• _Selected passage_
F2P monetisation has to stop relying on 'tension' and 'desire', says Quark Games
Shawn Foust is a VP at Quark Games, handling a mix of business development, lore writing, and game design.

Funny thing about monetisation – it's tough to figure out when you're giving your game away for free.

I'm not saying I long for the days of $60 up front pricing, but there's a pretty substantial risk to releasing your game into the wild without a financial backstop.

Things get particularly interesting when you consider the wide range of pricing models you can implement in a free to play game. For the purposes of this column, I'm going to focus on two systems: tension and desire.

Some explanation is probably required.

The tension headache

Tension systems try to monetise progression. The goal is to create various roadblocks in the play experience where a player is forced to choose between progress and their pocketbook.

I don't think I'm going out on a limb by saying humans are impatient and rather enamoured with the idea of being successful in their pursuits.

Content gates (often tied to either time or in the social days, friend invites) frustrate us precisely because we are impatient and like to accomplish things.

Alleviating this frustration has a value. A good tension system prices that value at the maximum point on the demand curve.

Now, a tension system creates a number of interesting side effects.

First and foremost is the frustration tight rope. The game developer needs to create enough frustration that a player values alleviating it, but not so much that the player heads for the exit.

Finding this balance involves a complicated interaction between the pricing curve (if alleviation is mispriced, even attached players will not monetise), play time (they need to like your game before they'll value continuing playing it) and game balance (progression, particularly where it grants power, can rapidly diminish the play experience).

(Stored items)
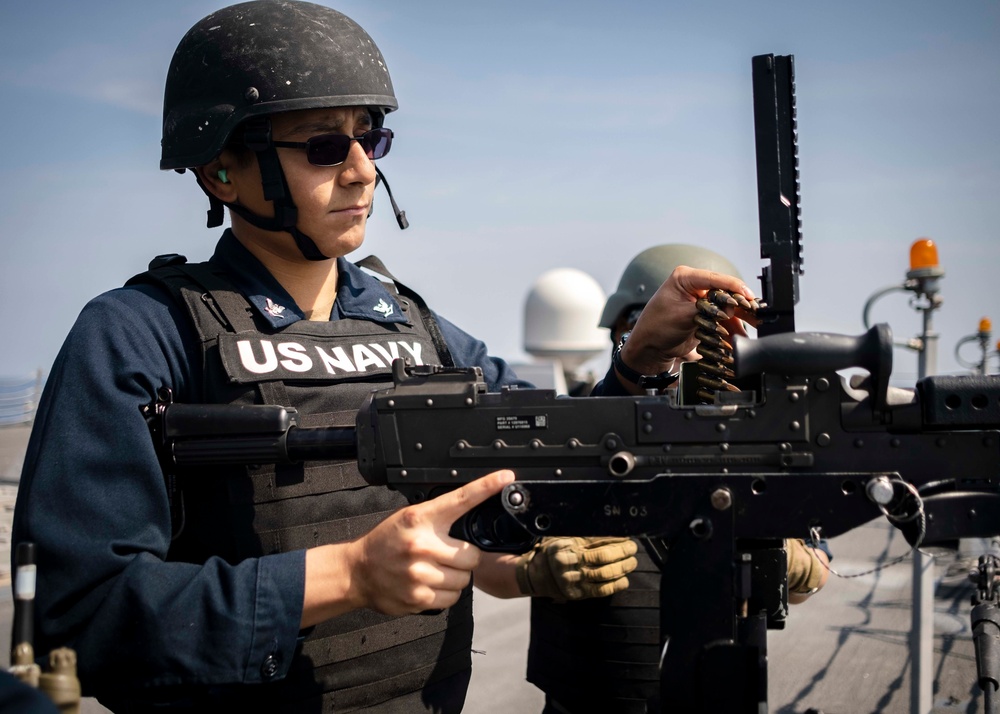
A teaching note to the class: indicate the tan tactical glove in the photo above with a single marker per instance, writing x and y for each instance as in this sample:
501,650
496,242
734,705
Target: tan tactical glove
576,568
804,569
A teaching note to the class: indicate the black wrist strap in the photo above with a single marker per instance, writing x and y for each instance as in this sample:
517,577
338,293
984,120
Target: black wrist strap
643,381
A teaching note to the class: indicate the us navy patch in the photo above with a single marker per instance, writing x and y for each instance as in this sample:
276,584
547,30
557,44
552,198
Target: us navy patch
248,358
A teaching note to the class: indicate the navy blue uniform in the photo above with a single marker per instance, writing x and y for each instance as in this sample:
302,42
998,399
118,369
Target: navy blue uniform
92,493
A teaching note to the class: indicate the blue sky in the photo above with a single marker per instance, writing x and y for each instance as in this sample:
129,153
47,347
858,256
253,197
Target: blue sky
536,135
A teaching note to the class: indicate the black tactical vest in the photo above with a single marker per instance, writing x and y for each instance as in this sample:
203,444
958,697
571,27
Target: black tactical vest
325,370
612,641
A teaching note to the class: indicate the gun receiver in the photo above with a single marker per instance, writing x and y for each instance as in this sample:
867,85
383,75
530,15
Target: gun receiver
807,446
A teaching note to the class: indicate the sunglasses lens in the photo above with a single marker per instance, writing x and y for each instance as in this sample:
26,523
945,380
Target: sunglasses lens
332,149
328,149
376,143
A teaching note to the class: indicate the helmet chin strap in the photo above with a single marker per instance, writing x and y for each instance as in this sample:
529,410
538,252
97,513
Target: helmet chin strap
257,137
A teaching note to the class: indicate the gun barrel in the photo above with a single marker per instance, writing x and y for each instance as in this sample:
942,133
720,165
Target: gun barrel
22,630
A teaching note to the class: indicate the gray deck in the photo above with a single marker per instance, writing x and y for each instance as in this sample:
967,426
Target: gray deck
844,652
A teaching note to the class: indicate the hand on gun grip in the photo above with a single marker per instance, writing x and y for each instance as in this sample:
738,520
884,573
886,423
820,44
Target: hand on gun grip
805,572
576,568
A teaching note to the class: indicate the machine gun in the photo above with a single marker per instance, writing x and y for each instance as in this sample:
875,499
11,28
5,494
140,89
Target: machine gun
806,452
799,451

* * *

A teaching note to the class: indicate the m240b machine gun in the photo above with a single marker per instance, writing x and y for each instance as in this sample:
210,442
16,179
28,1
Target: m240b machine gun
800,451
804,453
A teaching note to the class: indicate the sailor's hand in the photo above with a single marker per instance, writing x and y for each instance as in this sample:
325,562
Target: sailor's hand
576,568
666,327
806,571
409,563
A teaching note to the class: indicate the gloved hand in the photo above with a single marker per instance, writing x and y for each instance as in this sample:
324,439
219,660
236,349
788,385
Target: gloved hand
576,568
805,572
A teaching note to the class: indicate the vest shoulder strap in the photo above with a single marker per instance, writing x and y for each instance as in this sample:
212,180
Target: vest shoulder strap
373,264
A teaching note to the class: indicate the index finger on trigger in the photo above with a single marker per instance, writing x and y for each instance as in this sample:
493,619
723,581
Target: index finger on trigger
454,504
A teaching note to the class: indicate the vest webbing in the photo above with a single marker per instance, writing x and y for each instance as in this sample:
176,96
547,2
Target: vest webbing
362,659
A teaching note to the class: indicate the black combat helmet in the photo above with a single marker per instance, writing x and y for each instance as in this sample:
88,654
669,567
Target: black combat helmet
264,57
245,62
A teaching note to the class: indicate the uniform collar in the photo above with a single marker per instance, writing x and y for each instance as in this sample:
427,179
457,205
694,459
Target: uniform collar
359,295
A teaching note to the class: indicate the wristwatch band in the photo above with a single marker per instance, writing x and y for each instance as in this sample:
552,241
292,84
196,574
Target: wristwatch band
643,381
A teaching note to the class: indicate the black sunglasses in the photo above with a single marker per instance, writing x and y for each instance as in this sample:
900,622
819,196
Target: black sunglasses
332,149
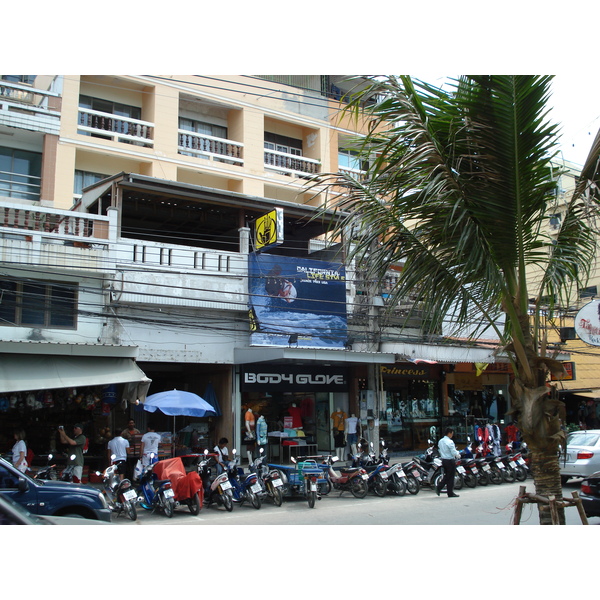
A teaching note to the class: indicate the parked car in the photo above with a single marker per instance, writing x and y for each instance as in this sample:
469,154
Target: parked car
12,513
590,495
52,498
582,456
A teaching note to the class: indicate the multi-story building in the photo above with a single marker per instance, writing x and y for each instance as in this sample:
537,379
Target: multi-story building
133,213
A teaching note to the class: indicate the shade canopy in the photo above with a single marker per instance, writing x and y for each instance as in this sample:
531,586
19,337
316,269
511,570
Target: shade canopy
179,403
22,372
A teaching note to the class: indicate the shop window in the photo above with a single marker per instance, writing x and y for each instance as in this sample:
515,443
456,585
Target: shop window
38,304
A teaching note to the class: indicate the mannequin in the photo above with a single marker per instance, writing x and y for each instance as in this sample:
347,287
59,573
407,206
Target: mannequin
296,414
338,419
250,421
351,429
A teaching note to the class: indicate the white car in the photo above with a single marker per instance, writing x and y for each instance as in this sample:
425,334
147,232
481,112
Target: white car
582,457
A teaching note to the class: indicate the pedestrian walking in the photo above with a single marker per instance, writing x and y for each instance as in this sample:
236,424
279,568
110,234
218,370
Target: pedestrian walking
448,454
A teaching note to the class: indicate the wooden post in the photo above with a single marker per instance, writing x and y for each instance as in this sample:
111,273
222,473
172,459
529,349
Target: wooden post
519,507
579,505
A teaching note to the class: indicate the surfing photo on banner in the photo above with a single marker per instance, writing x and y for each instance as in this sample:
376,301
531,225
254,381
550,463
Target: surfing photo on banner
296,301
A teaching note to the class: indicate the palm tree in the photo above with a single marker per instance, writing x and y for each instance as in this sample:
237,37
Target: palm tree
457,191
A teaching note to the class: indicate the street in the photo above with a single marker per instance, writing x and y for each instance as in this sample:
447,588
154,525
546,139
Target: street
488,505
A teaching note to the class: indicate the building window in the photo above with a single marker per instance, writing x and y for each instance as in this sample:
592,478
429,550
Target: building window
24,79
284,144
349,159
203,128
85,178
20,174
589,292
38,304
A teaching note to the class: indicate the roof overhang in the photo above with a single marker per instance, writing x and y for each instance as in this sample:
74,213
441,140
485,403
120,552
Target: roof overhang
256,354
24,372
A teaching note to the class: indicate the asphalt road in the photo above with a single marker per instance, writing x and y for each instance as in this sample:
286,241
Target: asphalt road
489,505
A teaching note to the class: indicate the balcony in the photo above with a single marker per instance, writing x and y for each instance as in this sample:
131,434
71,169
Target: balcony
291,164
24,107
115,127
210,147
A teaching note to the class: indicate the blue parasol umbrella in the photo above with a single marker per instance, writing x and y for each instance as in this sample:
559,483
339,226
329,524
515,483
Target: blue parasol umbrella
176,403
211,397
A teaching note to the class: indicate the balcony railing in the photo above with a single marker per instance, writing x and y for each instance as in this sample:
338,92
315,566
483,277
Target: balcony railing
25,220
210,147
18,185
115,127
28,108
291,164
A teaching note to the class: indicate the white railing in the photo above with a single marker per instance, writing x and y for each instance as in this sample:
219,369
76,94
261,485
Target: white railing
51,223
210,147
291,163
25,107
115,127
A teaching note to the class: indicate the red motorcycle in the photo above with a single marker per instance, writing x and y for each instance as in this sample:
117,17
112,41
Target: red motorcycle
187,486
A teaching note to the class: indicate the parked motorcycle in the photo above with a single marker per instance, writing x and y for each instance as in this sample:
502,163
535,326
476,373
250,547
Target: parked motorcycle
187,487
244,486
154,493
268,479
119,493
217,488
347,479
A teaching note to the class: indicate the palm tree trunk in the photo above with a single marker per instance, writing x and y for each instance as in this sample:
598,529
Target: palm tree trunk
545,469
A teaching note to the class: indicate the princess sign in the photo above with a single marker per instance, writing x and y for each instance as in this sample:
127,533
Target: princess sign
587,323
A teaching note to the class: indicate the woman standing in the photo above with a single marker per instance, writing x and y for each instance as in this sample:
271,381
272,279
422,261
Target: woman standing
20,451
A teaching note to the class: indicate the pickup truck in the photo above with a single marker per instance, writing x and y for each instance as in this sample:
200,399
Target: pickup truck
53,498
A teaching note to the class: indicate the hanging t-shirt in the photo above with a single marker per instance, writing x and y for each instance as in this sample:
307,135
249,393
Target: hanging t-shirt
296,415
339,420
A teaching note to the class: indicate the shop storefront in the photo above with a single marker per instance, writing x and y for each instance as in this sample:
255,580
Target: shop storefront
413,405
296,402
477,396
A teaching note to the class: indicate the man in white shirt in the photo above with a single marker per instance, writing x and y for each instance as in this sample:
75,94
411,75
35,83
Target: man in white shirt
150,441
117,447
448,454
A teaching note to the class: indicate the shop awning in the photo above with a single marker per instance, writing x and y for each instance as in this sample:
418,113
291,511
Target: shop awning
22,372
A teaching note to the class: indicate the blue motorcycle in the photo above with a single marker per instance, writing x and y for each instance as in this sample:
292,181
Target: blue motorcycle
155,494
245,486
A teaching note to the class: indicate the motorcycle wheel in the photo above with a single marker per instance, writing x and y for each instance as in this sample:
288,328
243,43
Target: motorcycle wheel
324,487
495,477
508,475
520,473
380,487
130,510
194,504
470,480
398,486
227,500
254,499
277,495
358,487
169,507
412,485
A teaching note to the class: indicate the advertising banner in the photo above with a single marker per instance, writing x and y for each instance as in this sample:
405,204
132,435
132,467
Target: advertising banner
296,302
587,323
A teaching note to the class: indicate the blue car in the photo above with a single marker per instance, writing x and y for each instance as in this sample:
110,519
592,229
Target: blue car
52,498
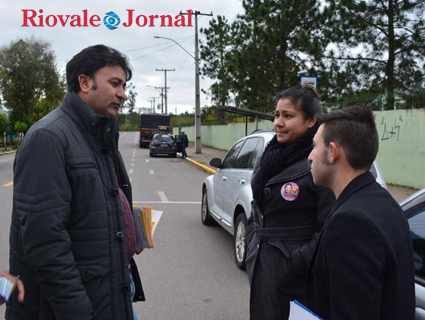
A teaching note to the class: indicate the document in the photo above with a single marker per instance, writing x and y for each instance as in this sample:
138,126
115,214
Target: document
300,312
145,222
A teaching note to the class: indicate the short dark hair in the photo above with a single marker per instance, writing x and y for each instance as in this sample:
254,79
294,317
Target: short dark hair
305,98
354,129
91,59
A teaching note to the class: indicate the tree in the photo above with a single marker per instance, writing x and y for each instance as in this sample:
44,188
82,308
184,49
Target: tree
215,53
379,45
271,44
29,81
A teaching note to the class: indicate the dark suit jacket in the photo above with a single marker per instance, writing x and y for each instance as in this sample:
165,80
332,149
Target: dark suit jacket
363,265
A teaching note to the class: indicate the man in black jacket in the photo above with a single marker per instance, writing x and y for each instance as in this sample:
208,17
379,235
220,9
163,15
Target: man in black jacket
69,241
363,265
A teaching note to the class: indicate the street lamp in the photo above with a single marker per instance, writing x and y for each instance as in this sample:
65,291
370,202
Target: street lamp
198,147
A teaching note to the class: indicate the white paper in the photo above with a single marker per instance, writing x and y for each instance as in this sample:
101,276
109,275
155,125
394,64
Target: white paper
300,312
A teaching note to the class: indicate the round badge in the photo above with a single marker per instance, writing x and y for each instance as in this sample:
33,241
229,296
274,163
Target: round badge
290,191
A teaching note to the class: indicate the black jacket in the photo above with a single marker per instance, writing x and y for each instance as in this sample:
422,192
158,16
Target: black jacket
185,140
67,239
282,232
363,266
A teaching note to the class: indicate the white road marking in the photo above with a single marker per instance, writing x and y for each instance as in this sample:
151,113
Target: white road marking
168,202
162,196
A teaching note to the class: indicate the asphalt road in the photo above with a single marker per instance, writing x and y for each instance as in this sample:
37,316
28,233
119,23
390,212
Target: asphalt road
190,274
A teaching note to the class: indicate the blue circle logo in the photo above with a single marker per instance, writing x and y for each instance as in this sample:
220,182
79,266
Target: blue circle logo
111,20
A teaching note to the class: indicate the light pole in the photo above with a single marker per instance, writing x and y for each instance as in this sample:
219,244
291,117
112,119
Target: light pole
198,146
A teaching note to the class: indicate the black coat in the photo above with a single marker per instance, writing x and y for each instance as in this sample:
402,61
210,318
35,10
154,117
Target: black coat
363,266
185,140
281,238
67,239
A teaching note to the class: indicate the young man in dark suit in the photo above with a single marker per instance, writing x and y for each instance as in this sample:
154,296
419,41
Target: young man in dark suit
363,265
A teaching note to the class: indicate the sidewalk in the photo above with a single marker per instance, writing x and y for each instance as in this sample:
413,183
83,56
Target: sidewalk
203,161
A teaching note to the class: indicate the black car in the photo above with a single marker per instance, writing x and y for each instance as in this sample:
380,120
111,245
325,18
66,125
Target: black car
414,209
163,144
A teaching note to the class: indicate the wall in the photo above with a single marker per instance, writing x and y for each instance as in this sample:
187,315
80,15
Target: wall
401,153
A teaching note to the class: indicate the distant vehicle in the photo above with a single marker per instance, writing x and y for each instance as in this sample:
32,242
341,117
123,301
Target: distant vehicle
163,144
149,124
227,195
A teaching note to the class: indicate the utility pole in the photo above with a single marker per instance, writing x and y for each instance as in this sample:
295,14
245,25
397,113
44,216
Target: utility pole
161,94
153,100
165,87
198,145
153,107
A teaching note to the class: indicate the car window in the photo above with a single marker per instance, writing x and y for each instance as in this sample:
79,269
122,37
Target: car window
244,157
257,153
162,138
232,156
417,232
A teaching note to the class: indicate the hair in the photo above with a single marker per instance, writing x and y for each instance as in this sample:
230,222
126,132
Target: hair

...

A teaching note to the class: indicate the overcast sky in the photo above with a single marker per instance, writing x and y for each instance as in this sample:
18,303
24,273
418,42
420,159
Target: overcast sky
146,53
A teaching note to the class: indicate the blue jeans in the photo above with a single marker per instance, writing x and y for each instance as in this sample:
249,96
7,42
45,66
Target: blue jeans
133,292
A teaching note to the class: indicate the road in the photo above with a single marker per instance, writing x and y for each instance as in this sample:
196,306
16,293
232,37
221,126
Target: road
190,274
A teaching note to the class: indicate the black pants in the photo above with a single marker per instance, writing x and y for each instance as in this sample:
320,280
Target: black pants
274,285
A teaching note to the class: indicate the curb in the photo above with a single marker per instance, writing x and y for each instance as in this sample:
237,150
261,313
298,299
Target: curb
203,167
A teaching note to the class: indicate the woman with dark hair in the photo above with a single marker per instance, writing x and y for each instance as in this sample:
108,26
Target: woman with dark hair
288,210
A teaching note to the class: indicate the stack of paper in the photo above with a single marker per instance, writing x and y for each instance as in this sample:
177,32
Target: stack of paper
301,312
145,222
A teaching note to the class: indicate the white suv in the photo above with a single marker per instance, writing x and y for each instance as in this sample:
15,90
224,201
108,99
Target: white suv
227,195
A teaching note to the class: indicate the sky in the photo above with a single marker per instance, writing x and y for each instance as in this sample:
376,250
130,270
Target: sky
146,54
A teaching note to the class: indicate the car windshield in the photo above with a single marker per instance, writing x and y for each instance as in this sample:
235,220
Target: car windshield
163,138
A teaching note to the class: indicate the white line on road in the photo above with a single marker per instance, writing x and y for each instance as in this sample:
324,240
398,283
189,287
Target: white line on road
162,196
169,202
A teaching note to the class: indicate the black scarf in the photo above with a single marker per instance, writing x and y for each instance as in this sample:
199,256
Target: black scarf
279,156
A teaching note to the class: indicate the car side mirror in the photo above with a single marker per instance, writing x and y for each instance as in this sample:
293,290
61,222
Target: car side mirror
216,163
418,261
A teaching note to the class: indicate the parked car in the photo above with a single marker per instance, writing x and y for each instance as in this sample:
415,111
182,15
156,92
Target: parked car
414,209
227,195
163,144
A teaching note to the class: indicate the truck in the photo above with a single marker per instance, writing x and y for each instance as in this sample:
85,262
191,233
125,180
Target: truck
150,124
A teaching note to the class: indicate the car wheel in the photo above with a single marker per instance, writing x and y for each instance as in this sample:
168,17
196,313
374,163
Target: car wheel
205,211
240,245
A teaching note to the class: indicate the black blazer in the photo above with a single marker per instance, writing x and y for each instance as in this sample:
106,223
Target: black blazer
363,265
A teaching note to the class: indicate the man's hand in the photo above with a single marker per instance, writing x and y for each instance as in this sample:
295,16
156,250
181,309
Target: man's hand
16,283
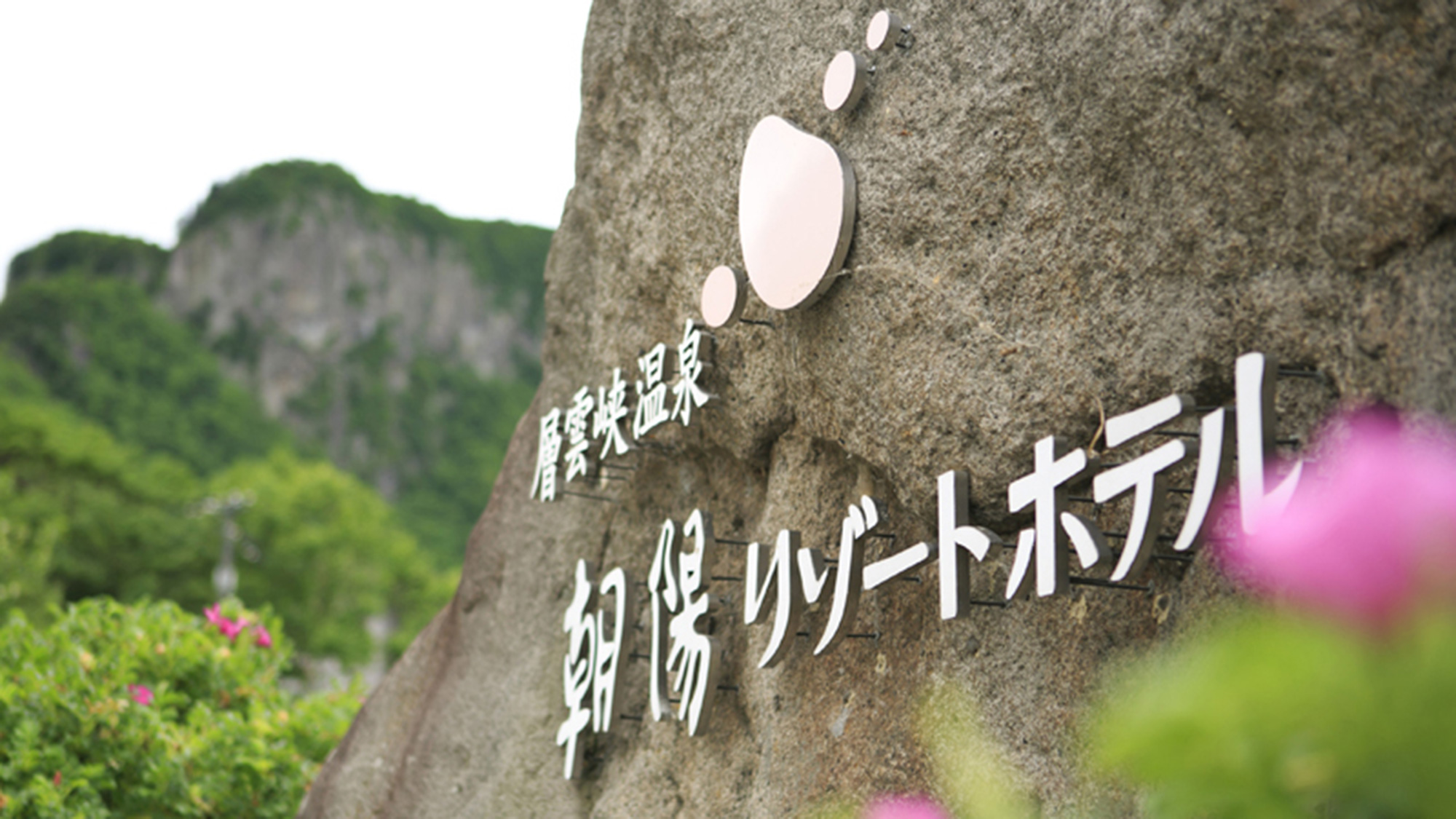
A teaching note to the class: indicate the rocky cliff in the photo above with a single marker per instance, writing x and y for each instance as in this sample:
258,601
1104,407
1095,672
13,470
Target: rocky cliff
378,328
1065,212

• _Problem to work on_
Reproduce the passage of the monetisation column verbatim, everything from "The tension headache" down to "in their pursuits.". The stored items play no part in what you are asked to do here.

• _Exercise answer_
The tension headache

Tension systems try to monetise progression. The goal is to create various roadblocks in the play experience where a player is forced to choose between progress and their pocketbook.

I don't think I'm going out on a limb by saying humans are impatient and rather enamoured with the idea of being successful in their pursuits.